SHOWING OTHER FAMILIES THERE IS HOPE
By Lindsay Gordon-Faranda
A routine visit to the pediatrician proved anything but when Eve’s doctor felt a lump in her abdomen. An ultrasound revealed masses in her kidneys. Her stunned parents were told to visit a pediatric oncologist immediately. Her pediatrician recommended Duke Children’s, as his own son had been treated there during a cancer scare.
Eve was admitted in October 2009. Tests revealed that she had Wilms’ tumor, a rare kidney cancer that primarily affects children. Even more unusual was that both of Eve’s kidneys were affected.
"The day of Eve's diagnosis was the worst day of my life. Hearing the word ‘cancer’ in the same sentence as your child is jarring. Every day after that was better because Duke had a plan,” says Eve’s mother, Christy.
The physicians at Duke Children’s started Eve on an aggressive chemotherapy regimen. One of her mother’s saddest memories from this time was having to use gloves to change Eve’s diapers because the treatment made her urine so toxic.
After several months of chemotherapy, Eve had surgery to remove most of her kidneys. More months of chemotherapy and radiation followed.
It was during this period that Eve’s family experienced what makes Duke Children’s so special. The nurses brought Eve gifts for special occasions. The oncologists were always available to answer questions. Christy says, “This was the most comforting thing we experienced.”

== Recorded information ==
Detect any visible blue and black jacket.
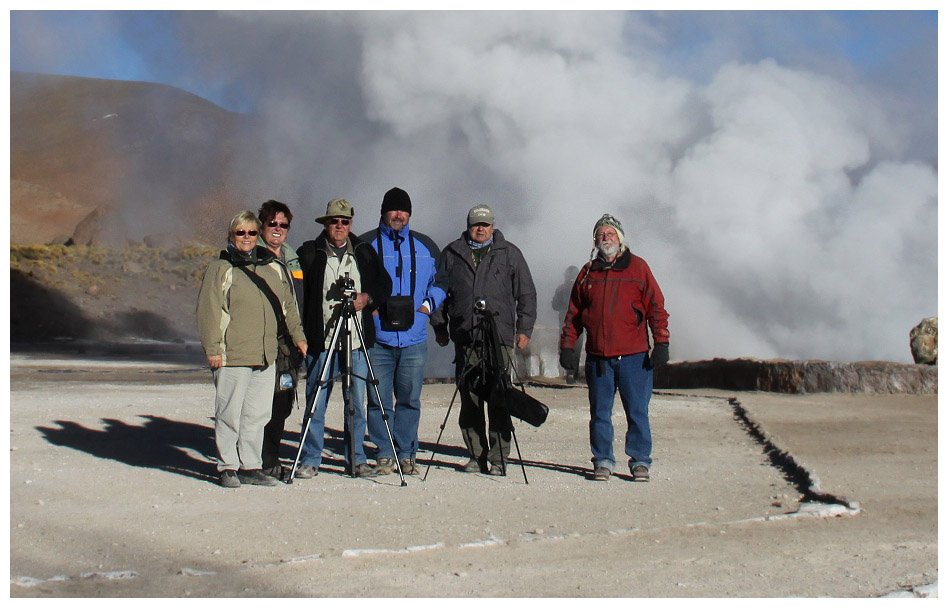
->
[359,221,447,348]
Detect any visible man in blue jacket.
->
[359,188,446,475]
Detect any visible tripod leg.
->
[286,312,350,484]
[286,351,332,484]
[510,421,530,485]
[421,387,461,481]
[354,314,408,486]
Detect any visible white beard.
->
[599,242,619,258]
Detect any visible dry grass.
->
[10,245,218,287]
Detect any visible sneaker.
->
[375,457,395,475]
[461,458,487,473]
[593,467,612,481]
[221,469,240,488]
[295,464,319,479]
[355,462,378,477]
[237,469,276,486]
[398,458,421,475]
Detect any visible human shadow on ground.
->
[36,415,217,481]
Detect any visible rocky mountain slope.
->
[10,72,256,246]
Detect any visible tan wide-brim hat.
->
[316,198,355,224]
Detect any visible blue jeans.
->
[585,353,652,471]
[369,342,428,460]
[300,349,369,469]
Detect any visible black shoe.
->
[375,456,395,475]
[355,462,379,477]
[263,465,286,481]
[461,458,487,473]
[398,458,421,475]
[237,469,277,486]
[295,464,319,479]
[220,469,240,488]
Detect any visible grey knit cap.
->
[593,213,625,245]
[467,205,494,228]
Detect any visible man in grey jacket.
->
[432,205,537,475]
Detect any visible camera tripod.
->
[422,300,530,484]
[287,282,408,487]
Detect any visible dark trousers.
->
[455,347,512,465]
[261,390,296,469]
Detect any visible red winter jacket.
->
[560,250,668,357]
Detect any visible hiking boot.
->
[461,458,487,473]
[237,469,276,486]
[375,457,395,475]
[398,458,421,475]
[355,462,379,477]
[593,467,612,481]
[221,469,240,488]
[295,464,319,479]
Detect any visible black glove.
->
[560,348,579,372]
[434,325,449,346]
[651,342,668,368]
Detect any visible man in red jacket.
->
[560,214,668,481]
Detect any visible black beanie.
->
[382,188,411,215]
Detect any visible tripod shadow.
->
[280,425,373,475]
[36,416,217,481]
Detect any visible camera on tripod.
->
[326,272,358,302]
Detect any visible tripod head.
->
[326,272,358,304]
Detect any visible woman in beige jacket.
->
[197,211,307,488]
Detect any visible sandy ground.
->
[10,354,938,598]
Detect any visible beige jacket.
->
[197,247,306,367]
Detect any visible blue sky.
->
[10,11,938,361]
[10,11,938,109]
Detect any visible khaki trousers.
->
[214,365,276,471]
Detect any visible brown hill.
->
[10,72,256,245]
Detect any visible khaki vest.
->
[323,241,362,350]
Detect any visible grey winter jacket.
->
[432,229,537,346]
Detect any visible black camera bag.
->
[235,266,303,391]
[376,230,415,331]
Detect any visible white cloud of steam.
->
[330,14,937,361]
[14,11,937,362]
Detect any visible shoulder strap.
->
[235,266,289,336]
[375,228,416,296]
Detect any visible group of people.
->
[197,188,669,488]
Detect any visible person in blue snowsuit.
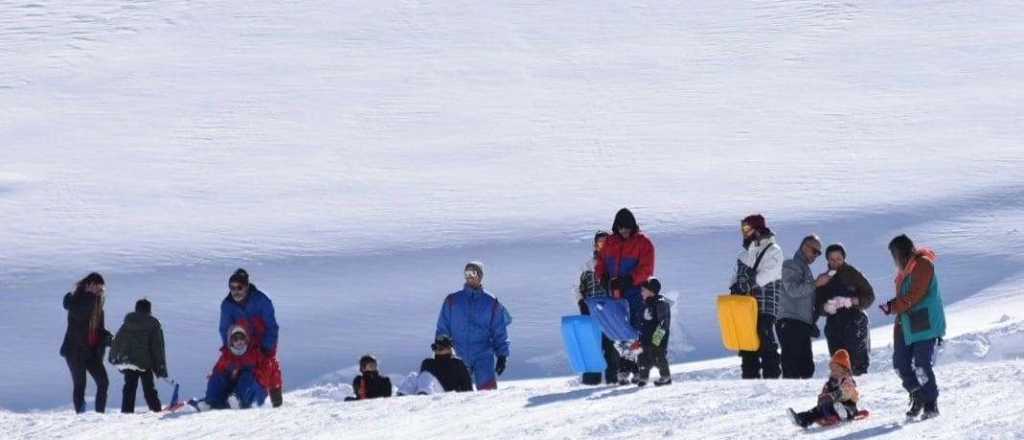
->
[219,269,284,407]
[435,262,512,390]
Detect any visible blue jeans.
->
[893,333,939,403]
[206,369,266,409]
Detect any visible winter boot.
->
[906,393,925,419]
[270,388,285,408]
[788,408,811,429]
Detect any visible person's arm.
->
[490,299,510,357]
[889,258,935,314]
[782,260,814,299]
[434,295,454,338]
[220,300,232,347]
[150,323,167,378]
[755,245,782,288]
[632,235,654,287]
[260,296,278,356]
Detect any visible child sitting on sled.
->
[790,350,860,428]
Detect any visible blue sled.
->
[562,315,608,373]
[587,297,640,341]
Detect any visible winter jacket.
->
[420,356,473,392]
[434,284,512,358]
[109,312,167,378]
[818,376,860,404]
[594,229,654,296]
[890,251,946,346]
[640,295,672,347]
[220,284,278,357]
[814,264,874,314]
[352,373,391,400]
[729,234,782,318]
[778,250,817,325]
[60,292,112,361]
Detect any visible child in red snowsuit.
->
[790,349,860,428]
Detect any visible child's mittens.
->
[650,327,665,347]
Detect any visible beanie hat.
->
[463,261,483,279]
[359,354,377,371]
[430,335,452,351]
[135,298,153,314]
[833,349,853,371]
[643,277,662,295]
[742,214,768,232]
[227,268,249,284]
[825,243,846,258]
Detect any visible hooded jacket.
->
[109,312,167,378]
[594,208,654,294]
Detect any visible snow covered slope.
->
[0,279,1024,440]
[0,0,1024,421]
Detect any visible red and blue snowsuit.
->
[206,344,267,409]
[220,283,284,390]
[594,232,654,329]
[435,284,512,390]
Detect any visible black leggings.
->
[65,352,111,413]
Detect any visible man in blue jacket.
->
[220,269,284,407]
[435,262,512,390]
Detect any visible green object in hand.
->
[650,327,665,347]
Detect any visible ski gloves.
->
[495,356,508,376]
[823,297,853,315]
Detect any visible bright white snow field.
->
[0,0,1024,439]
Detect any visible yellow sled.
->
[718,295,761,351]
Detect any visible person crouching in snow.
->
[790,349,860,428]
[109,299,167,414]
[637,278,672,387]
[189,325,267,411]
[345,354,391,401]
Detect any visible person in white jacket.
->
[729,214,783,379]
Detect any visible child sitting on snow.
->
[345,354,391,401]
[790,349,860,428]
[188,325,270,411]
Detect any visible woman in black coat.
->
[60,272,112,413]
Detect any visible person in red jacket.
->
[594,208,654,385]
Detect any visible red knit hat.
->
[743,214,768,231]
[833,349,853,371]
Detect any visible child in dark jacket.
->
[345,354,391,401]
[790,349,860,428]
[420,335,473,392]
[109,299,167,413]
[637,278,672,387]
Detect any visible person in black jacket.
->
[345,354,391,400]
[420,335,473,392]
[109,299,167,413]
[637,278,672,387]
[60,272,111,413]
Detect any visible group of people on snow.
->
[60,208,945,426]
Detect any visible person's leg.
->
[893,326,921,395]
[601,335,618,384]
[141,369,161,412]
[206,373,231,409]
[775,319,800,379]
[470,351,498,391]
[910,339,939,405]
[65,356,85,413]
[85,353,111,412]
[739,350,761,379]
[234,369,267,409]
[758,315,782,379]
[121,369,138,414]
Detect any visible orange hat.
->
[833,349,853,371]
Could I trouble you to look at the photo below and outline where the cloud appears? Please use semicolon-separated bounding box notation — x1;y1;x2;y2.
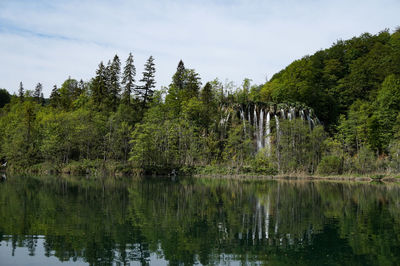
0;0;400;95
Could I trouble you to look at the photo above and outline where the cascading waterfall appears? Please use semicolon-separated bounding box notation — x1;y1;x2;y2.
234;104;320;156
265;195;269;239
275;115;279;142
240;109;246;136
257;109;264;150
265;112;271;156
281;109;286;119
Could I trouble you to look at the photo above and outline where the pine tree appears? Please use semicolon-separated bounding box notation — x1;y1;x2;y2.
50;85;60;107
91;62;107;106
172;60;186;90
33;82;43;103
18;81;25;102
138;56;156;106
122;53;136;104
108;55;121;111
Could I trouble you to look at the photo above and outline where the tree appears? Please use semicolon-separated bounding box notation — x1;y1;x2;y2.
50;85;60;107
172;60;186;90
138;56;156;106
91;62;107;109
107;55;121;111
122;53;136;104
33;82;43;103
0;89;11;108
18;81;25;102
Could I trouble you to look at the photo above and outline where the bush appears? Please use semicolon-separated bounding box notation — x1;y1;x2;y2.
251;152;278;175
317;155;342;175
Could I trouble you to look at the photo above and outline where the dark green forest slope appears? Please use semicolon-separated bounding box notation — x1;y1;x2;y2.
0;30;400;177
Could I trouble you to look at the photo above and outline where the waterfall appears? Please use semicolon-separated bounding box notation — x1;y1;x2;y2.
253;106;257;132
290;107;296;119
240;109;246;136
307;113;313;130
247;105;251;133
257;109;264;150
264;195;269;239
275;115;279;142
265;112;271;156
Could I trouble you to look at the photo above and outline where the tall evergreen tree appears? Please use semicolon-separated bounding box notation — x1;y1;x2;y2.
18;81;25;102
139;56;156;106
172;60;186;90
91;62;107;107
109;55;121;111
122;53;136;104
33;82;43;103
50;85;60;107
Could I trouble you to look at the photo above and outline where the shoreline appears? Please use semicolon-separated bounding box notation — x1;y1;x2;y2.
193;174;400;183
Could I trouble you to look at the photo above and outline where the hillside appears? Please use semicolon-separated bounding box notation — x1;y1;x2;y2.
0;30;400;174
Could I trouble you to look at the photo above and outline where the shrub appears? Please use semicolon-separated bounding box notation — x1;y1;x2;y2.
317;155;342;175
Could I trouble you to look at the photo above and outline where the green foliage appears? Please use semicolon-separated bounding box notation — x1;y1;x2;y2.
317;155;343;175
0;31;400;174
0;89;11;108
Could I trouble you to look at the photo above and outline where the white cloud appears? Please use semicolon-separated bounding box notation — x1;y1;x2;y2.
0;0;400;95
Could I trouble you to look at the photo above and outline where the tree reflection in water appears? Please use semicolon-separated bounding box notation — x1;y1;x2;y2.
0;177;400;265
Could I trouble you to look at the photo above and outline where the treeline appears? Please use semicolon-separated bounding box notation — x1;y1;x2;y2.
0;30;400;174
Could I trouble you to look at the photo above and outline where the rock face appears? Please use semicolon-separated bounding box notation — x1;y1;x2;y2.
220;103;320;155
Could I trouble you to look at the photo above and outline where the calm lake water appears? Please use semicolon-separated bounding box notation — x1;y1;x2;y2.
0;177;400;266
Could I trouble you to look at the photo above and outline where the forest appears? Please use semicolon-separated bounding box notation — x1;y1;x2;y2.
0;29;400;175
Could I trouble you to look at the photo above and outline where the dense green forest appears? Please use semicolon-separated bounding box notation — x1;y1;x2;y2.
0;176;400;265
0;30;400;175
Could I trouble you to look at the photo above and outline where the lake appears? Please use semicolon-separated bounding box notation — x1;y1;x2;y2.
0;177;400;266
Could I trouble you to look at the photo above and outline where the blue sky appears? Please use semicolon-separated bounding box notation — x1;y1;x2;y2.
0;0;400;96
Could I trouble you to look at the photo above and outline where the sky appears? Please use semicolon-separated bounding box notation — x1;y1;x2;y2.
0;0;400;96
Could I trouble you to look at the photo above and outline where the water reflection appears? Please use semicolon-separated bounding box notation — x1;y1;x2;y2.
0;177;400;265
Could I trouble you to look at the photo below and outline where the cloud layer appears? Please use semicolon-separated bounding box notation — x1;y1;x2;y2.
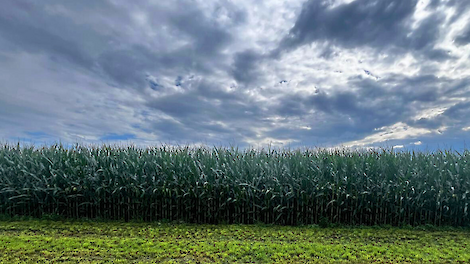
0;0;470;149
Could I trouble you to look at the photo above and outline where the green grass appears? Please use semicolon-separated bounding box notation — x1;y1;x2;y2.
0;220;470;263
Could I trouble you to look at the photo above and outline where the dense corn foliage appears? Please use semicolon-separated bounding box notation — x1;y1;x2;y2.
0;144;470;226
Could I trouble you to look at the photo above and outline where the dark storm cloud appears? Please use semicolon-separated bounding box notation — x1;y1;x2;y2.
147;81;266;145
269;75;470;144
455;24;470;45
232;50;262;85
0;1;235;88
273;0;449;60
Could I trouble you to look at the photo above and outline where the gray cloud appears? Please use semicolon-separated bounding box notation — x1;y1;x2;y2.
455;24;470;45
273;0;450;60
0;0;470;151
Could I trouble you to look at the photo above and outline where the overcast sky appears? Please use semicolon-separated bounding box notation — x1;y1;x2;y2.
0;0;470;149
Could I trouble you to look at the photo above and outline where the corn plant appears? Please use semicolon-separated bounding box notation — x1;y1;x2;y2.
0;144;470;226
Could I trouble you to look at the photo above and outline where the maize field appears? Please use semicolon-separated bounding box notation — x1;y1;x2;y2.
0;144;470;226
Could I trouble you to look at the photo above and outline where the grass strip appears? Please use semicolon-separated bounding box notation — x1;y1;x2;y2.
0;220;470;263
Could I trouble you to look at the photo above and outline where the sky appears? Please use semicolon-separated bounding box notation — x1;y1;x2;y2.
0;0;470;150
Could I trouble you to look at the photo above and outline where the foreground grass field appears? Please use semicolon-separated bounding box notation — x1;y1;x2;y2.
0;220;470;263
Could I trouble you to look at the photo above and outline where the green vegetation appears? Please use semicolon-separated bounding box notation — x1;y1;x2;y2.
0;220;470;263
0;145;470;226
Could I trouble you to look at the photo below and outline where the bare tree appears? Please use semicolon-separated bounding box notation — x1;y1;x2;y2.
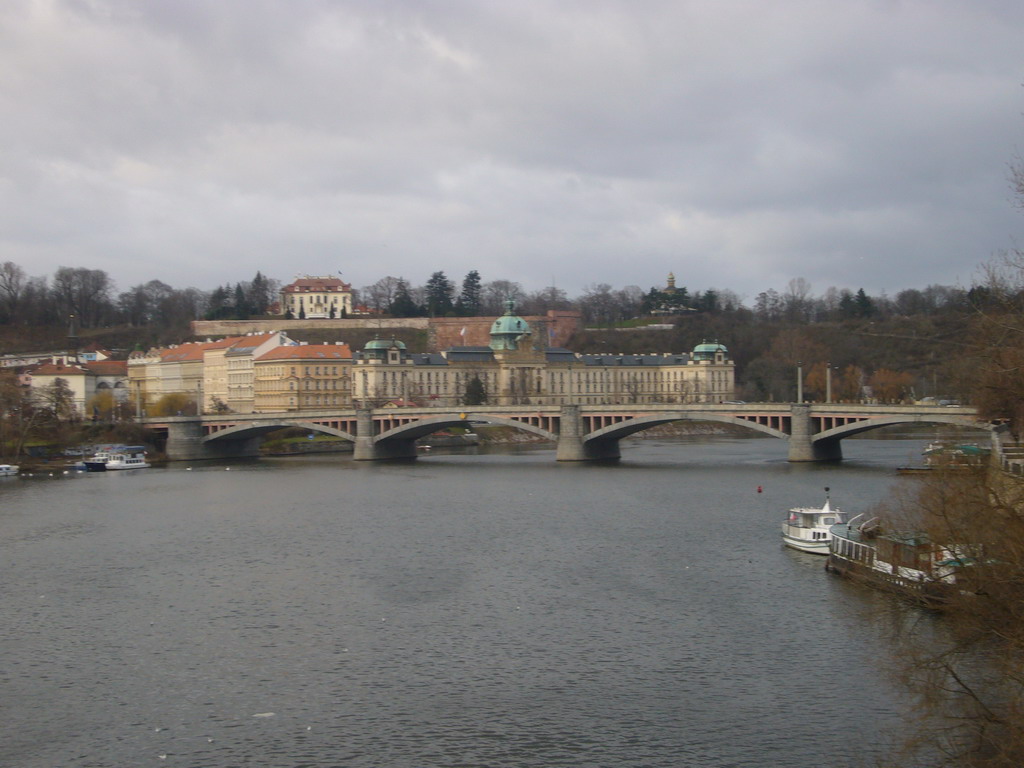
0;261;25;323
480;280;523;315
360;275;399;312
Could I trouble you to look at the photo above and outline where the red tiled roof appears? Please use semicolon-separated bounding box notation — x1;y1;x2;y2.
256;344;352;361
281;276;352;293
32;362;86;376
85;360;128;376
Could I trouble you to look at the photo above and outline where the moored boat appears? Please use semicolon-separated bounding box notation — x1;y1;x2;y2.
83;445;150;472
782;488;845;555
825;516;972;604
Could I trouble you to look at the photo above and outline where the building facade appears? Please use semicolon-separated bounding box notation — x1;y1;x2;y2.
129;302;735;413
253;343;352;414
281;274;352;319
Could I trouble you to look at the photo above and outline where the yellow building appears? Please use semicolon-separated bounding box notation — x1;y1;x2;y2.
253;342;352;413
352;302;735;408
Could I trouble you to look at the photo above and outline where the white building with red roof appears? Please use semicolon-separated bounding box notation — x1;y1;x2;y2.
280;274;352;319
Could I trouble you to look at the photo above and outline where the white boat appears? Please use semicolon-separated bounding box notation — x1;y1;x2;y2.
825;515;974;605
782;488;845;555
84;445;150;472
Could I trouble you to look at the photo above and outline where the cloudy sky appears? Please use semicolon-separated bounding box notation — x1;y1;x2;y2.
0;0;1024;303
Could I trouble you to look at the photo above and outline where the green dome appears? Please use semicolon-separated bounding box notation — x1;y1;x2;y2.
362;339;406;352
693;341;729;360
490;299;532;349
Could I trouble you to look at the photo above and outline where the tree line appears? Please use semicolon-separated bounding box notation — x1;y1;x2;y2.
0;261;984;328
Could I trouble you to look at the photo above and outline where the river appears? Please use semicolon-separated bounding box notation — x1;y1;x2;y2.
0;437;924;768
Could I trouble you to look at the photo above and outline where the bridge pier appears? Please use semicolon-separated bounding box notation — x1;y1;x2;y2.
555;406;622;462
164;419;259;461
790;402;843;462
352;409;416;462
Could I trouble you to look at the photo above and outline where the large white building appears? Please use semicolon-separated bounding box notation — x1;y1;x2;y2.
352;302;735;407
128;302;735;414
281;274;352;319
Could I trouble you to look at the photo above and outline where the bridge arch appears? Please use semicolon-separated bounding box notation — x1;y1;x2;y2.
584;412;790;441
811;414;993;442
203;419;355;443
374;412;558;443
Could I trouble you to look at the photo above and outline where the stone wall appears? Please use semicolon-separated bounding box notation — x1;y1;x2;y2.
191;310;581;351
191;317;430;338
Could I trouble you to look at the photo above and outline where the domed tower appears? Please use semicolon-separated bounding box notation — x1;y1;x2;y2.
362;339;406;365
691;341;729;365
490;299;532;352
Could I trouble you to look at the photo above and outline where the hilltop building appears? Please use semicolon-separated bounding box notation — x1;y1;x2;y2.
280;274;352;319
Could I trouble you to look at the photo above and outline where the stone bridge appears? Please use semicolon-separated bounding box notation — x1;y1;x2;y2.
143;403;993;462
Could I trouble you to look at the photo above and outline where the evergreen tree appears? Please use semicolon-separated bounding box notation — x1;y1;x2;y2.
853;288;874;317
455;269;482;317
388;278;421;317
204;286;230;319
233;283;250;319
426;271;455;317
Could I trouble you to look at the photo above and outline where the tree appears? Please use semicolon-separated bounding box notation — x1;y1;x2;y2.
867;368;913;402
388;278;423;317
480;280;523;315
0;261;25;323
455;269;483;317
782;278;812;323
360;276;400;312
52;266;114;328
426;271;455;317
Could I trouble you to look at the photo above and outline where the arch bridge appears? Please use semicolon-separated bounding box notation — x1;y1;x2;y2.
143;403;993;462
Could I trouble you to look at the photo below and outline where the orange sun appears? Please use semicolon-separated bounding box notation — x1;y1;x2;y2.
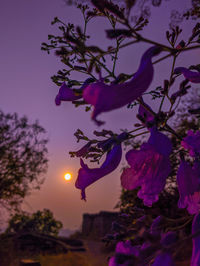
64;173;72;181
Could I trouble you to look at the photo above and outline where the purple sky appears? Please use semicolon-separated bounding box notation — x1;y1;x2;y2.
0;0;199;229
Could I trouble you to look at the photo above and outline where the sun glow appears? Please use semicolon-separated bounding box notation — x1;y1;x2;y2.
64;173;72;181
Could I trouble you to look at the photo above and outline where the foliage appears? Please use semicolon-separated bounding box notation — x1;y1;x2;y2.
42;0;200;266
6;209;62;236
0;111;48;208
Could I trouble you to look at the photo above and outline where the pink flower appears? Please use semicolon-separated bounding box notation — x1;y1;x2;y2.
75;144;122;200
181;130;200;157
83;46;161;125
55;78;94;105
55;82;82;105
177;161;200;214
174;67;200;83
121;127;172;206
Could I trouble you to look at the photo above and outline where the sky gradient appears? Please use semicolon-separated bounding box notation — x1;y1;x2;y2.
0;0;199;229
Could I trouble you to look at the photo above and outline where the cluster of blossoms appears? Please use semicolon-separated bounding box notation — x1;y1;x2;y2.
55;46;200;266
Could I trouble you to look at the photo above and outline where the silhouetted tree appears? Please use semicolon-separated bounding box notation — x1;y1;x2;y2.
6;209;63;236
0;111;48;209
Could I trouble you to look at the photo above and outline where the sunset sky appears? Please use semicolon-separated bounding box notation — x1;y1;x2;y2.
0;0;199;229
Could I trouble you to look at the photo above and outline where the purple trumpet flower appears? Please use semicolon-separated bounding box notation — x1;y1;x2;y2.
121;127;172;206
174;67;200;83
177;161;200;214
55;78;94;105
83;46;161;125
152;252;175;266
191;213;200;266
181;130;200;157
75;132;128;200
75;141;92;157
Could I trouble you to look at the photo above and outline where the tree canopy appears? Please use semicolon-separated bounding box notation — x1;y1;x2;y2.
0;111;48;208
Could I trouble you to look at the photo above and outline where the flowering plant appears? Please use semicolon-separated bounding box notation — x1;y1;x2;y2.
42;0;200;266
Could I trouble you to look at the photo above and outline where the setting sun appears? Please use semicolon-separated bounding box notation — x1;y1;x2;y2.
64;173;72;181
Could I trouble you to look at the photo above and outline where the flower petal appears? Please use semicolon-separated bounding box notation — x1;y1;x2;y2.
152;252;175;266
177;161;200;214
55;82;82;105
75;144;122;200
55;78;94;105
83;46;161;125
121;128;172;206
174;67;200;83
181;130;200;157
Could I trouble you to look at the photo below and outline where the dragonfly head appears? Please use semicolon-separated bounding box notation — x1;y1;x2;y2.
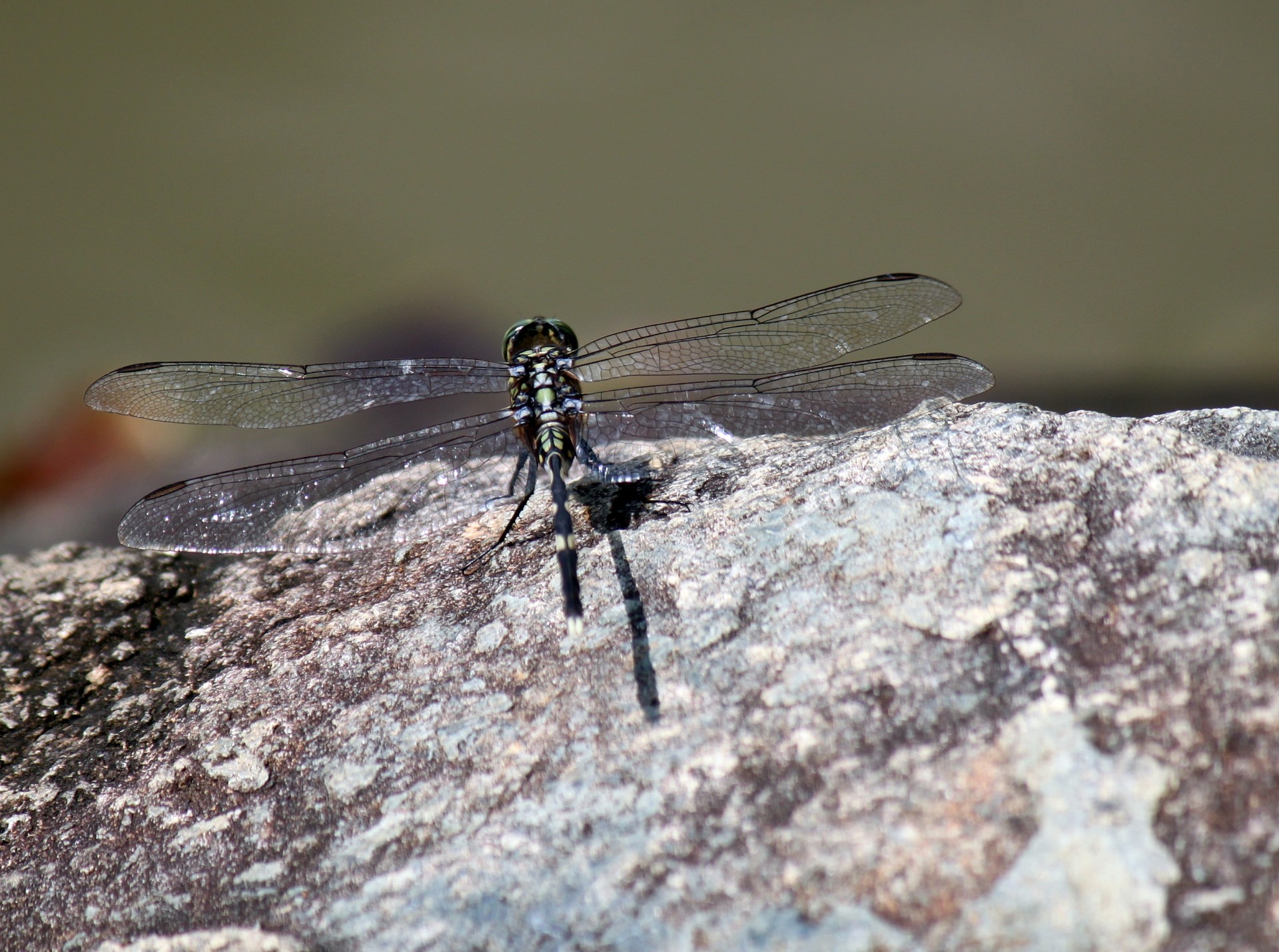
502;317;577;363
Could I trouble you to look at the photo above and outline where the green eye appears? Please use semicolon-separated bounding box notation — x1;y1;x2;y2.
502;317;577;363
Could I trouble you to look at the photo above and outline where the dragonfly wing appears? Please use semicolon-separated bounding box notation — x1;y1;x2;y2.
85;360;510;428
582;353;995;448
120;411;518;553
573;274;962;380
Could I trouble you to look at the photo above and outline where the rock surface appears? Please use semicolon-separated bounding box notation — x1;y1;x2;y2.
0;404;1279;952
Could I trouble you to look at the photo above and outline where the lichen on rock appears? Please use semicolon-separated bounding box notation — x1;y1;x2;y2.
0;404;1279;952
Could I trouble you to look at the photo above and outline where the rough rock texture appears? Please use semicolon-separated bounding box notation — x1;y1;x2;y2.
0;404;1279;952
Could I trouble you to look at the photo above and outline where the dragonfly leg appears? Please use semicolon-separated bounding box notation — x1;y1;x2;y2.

== Required action A ==
Answer these questions about the account of Eve's cancer treatment, one per line:
(i) In what month and year was Eve admitted?
(ii) Why did Eve's pediatrician recommend Duke Children's?
(iii) What did the nurses bring Eve for special occasions?
== Required action B ==
In the account of Eve's cancer treatment, write out the passage from "SHOWING OTHER FAMILIES" up to and including "kidneys were affected.", swapping "ultrasound" for "MRI scan".

== Problem solution A ==
(i) October 2009
(ii) His own son had been treated there during a cancer scare.
(iii) Gifts

== Problem solution B ==
SHOWING OTHER FAMILIES THERE IS HOPE
By Lindsay Gordon-Faranda
A routine visit to the pediatrician proved anything but when Eve’s doctor felt a lump in her abdomen. An MRI scan revealed masses in her kidneys. Her stunned parents were told to visit a pediatric oncologist immediately. Her pediatrician recommended Duke Children’s, as his own son had been treated there during a cancer scare.
Eve was admitted in October 2009. Tests revealed that she had Wilms’ tumor, a rare kidney cancer that primarily affects children. Even more unusual was that both of Eve’s kidneys were affected.